- North American box art
- Developer: Konami Computer Entertainment Nagoya
- Publisher: Konami
- Director: Kouki Yamashita
- Designer: Tsukasa Hiyoshi
- Programmer: Yoshiteru Yamaguchi
- Artist: Kazunobu Uchida
- Composers: Kaoru Okada Youichi Iwata
- Series: Castlevania
- Platform: Game Boy
- Release: JP: November 27, 1997; NA: March 11, 1998; EU: 1998;
- Genres: Action, platform
- Mode: Single-player

= Castlevania Legends =

1997 video game

Castlevania Legends (Note: Known in Japan as Akumajō Dracula: Dark Night Prelude (悪魔城ドラキュラ , Akumajō Dorakyura Dāku Naito Pureryūdo)) is a 1997 action-platform game developed and released by Konami for the Game Boy. The third Castlevania game released for the system, the story follows Sonia Belmont, a vampire hunter battling the first incarnation of Count Dracula. The game was conceived as a prequel to all other games in the Castlevania series; however, it later became recognized as non-canon.

Castlevania Legends was released in Japan on November 27, 1997 and in Europe and North America on March 11, 1998. The game received mixed to negative reviews, with criticism directed towards its lack of difficulty, short length, technical issues, and unoriginality. The game received its first official re-release on the Nintendo Classics service on October 31, 2023.

==Gameplay==

Gameplay

Castlevania Legends is a side-scrolling platformer where the protagonist, Sonia Belmont, armed with a whip, charges through five stages of Count Dracula's castle, filled with various enemies and candles containing items. Each stage ends in a mini-boss fight which rewards a "Soul Weapon", which Sonia can cast, consuming varying amounts of hearts.

########

WHAT YOU WILL DO ▸
1: What is the Spanish translation of this sentence from the Castlevania Legends article: "The game received its first official re-release on the Nintendo Classics service on October 31, 2023."
2: Pick up the Castlevania Legends article after its final sentence and write the next part of it.

########

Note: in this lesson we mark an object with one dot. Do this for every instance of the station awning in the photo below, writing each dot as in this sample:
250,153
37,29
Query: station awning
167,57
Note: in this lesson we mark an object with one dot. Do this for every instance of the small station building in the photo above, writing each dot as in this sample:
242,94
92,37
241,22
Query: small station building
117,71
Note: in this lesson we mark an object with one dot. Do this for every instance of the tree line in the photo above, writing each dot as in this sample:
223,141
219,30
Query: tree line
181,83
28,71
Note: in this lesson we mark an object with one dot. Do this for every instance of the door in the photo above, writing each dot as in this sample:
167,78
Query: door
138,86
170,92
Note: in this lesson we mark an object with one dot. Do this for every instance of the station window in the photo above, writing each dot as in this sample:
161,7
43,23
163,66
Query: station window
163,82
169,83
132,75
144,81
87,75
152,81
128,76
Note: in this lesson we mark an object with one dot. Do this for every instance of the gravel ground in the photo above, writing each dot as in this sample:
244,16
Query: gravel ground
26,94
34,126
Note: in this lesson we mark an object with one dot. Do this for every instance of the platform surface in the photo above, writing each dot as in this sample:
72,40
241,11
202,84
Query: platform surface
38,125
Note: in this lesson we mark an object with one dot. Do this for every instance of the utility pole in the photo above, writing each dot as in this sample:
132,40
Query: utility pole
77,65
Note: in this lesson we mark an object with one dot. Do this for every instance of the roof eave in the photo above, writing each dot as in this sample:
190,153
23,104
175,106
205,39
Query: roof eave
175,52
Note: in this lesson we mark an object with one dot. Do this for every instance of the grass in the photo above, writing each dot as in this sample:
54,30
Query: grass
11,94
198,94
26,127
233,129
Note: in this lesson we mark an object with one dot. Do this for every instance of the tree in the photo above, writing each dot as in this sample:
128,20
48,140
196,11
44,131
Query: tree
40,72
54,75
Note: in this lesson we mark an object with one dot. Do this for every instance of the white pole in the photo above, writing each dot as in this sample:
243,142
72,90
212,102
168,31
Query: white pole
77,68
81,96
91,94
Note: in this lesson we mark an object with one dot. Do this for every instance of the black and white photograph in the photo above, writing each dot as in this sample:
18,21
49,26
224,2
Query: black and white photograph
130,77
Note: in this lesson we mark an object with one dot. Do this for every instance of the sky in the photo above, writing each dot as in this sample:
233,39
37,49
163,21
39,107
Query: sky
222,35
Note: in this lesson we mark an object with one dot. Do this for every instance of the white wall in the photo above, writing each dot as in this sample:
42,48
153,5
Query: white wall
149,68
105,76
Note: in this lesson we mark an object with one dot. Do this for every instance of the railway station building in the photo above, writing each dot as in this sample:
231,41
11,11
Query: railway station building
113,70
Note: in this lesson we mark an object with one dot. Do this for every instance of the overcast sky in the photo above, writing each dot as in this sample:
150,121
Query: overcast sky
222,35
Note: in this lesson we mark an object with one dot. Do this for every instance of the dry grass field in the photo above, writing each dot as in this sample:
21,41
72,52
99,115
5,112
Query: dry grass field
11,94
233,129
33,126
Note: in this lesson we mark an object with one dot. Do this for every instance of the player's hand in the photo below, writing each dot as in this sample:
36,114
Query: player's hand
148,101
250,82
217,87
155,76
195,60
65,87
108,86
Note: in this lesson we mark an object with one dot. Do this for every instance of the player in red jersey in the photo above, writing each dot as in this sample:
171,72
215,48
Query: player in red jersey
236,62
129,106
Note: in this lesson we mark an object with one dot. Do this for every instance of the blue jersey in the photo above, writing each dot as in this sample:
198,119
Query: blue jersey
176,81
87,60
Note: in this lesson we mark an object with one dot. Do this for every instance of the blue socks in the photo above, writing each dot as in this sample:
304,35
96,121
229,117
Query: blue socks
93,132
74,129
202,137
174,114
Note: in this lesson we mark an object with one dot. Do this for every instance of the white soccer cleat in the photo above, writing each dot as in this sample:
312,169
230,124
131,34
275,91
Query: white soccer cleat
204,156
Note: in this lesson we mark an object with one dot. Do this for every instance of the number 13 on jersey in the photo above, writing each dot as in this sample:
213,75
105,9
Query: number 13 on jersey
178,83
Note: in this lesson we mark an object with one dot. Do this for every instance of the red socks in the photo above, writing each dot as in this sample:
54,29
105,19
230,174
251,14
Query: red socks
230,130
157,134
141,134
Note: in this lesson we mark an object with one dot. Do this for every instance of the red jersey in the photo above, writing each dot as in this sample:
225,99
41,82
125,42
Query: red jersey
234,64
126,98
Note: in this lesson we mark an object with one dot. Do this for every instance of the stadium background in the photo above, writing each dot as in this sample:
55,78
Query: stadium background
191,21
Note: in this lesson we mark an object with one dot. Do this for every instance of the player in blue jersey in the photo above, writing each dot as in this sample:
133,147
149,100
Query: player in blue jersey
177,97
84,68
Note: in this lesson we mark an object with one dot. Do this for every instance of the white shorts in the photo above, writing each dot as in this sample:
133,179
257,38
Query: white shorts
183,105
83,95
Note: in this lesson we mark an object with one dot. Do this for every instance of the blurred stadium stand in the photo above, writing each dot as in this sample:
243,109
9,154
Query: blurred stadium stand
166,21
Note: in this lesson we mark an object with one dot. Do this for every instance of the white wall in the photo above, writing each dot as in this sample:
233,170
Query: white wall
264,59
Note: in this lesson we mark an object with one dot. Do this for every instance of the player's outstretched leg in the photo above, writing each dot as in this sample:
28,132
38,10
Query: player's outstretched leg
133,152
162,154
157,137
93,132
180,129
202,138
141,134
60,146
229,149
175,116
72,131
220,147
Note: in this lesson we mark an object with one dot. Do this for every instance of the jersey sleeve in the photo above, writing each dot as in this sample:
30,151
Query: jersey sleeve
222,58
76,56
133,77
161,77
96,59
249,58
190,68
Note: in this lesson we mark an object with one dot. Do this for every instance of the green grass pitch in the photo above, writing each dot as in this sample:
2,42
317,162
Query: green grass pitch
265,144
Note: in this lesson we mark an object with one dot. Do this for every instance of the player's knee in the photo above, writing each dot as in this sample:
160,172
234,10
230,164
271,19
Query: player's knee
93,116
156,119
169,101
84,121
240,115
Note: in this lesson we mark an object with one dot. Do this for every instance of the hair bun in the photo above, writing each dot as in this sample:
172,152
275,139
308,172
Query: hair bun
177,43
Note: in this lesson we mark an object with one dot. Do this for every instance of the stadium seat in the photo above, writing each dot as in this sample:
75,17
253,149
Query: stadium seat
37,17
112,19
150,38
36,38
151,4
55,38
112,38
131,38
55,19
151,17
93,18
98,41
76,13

########

RESULTS BY TASK ▸
1: El juego recibió su primer relanzamiento oficial en el servicio Nintendo Classics el 31 de octubre de 2023.

2:
The game implements two difficulty levels and password based save states. Should the timer run out, Sonia fall off the screen, or either her life bar or time counter fall to zero, she will lose all of her hearts and one life, and will restart at the last checkpoint with the basic whip. If she loses all of her lives, the player is presented with the game over screen, where they may exit or choose to continue from the last checkpoint of the current stage. Once per stage, Sonia can activate her inborn ability to enter "Burning Mode", where she becomes invincible, moves faster, and has more powerful attacks for ten seconds.

==Plot==
The story begins in the year 1450 in Transylvania, during the incarnation of the original Count Dracula. Sonia Belmont, the first vampire hunter of her clan, develops mystical powers in her 17th year, and ventures out to challenge Dracula, meeting Alucard who seeks revenge against his father. After Dracula's defeat, he swears to Sonia that as long as there is evil in the world, he will be resurrected, and in response she swears her family will always defeat him. Later, Sonia gives birth to a child, implied to have been fathered by Alucard. The game was designed as the first game in the series timeline, but later declared non-canon after the release of Lament of Innocence.

==Reception==

Castlevania Legends was met with negative reception by critics upon release. Electronic Gaming Monthlys four reviewers found the game overly short and boringly easy, as well as complaining of ropy collision detection and cheap deaths resulting from what should be simple jumps. However, their biggest criticism was that there was no real advancement from the previous Castlevania Game Boy installment, Castlevania II: Belmont's Revenge, since other Game Boy releases had made major advances in both gameplay and graphics in the seven years that had passed since Belmont's Revenge. Nintendo Power said the game recreates the Castlevania look and feel and praised the addition of Light Mode, but echoed Electronic Gaming Monthlys criticisms that the game is much too easy and that even a slight miscalculation in a jump results in the player character's death. Computer and Video Games found the game overly simplistic even by Game Boy standards, and commented that "Some of the first GB titles were better than this in terms of graphics and collision detection."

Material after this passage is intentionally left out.